**EXERCISE INSTRUCTIONS**. All that is asked is a faithful reproduction of the entries.

(Records from a data collection)
────

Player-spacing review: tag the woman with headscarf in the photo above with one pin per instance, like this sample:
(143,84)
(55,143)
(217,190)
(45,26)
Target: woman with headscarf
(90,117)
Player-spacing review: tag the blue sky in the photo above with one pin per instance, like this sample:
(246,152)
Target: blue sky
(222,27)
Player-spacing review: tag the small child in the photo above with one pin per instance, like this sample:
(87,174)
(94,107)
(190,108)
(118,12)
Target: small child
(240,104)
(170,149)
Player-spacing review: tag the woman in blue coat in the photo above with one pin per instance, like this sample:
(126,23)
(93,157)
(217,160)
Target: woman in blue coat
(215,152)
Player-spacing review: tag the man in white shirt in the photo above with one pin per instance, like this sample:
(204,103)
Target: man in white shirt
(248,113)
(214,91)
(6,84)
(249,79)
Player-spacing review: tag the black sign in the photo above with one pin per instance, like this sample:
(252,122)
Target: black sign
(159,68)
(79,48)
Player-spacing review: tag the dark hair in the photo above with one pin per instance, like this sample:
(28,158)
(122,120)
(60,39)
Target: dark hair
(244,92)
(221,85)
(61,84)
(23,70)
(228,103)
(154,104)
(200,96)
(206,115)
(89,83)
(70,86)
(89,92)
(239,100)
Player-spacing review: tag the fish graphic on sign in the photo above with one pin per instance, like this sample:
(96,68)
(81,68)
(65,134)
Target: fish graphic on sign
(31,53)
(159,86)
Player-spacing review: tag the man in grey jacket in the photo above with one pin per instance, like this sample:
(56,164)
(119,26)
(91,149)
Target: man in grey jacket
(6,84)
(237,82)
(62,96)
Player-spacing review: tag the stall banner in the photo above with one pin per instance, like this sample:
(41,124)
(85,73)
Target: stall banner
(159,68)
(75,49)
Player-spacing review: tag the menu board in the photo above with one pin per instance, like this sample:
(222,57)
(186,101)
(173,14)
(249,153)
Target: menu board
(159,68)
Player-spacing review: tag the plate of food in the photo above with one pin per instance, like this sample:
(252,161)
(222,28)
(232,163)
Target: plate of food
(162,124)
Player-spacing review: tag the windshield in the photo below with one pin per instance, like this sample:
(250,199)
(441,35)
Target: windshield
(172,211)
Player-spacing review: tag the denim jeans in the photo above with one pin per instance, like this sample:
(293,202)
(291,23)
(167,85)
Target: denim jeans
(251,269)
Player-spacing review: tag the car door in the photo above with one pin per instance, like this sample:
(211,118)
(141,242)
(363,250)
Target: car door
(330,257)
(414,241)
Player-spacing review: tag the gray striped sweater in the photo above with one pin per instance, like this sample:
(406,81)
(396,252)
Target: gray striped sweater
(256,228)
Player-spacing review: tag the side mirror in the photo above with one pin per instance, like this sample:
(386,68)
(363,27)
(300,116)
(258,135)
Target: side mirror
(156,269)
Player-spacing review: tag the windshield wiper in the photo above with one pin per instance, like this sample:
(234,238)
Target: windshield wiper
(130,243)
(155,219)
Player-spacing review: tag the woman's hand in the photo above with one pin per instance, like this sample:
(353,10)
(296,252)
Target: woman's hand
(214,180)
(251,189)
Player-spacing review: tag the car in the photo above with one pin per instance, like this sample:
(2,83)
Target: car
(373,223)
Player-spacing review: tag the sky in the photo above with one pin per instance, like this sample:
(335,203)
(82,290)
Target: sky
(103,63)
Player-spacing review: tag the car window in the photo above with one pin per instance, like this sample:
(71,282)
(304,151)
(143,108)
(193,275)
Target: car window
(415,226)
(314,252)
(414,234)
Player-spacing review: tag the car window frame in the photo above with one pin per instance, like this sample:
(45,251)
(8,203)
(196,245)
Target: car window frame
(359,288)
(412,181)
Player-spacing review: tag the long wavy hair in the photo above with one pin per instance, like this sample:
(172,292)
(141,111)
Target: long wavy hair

────

**ANSWER**.
Player-spacing review: tag the woman with headscarf in the photo above with one pin per instance, like this sample:
(143,84)
(55,143)
(217,190)
(45,26)
Target: woman with headscarf
(90,117)
Player-spacing review: tag the blue sky in the photo above with one pin per instance, like this sample:
(246,152)
Target: blue sky
(222,27)
Player-spacing review: tag the small child in the photo above with one pin per instance, like this sample:
(87,174)
(94,107)
(190,108)
(118,12)
Target: small child
(240,104)
(170,149)
Player-spacing review: tag the woman in blue coat in the photo above with one pin per instance, like this sample:
(126,23)
(93,157)
(217,160)
Target: woman in blue coat
(215,152)
Player-spacing review: tag the man in white shirt in the photo above with one pin per instance, like this sample:
(204,103)
Target: man in white shirt
(248,113)
(214,91)
(6,84)
(249,79)
Player-spacing review: tag the black sign in the photo above with one pin per instance, like this sample:
(252,122)
Target: black sign
(159,68)
(79,48)
Player-spacing review: tag the dark hair in the photo above with one pin per instance, like this sample:
(28,158)
(122,120)
(60,39)
Target: dark hair
(244,92)
(221,85)
(61,84)
(23,70)
(228,103)
(154,104)
(200,96)
(206,115)
(89,83)
(70,86)
(89,92)
(239,100)
Player-spacing review: tag the fish graphic on sign in the photo above with one pin per instance, like this sample:
(96,68)
(81,68)
(65,134)
Target: fish graphic on sign
(31,53)
(159,86)
Player-spacing review: tag the man in grey jacket in the photo above with one pin per instance, like this sample:
(56,164)
(119,26)
(91,149)
Target: man in grey jacket
(6,84)
(237,82)
(62,96)
Player-spacing review: tag the stall banner in the photo above with one pin per instance, like this sample:
(41,124)
(85,73)
Target: stall banner
(159,68)
(75,49)
Player-spacing review: tag the menu board in the photo above with one pin per instance, like this sample:
(222,57)
(186,101)
(173,14)
(249,153)
Target: menu board
(159,68)
Player-spacing review: tag the plate of food in the photo above with one pin per instance, like this sample:
(252,161)
(222,28)
(232,163)
Target: plate of food
(162,124)
Player-spacing review: tag the windshield in the photo below with one pin per instance, like this sample:
(250,199)
(441,35)
Target: windshield
(172,211)
Player-spacing review: tag the denim jeans in the photo above with one pin per instance, like this sample:
(293,202)
(291,23)
(167,85)
Target: denim jeans
(251,269)
Player-spacing review: tag the car door in the photo above with one pin per instance, like this sample:
(211,118)
(141,242)
(363,250)
Target: car door
(330,257)
(414,241)
Player-spacing review: tag the gray striped sweater in the photo above with one pin per instance, like this sample:
(406,81)
(396,252)
Target: gray striped sweater
(256,228)
Player-spacing review: tag the side mirror in the photo above with one pin per instance, like this sample:
(386,68)
(363,27)
(300,116)
(258,135)
Target: side mirror
(156,269)
Player-spacing review: tag the windshield wiper in the photo above with one pin per instance, like this sample:
(234,238)
Target: windshield wiper
(130,243)
(155,219)
Player-spacing review: tag the woman's hand in the photo above with one pin per instance, like this sample:
(353,10)
(296,252)
Target: woman's hand
(214,180)
(251,189)
Player-spacing review: tag the car in the photo above with one pin per instance, like this sample:
(2,83)
Target: car
(373,223)
Player-spacing review: tag the sky in the photo above with one pin per instance, like this sample:
(335,203)
(82,290)
Target: sky
(103,63)
Player-spacing review: tag the car window in the photo above with one pin per instance, like this sample:
(71,282)
(304,151)
(143,108)
(193,275)
Target: car window
(415,226)
(314,252)
(414,234)
Player-spacing review: tag the car window frame in the photo above with one pin per instance, like this sample:
(45,251)
(8,203)
(196,245)
Target: car window frame
(359,288)
(412,181)
Player-spacing review: tag the long wavy hair in the photo above with one pin per instance, like this sample:
(172,292)
(141,111)
Target: long wavy hair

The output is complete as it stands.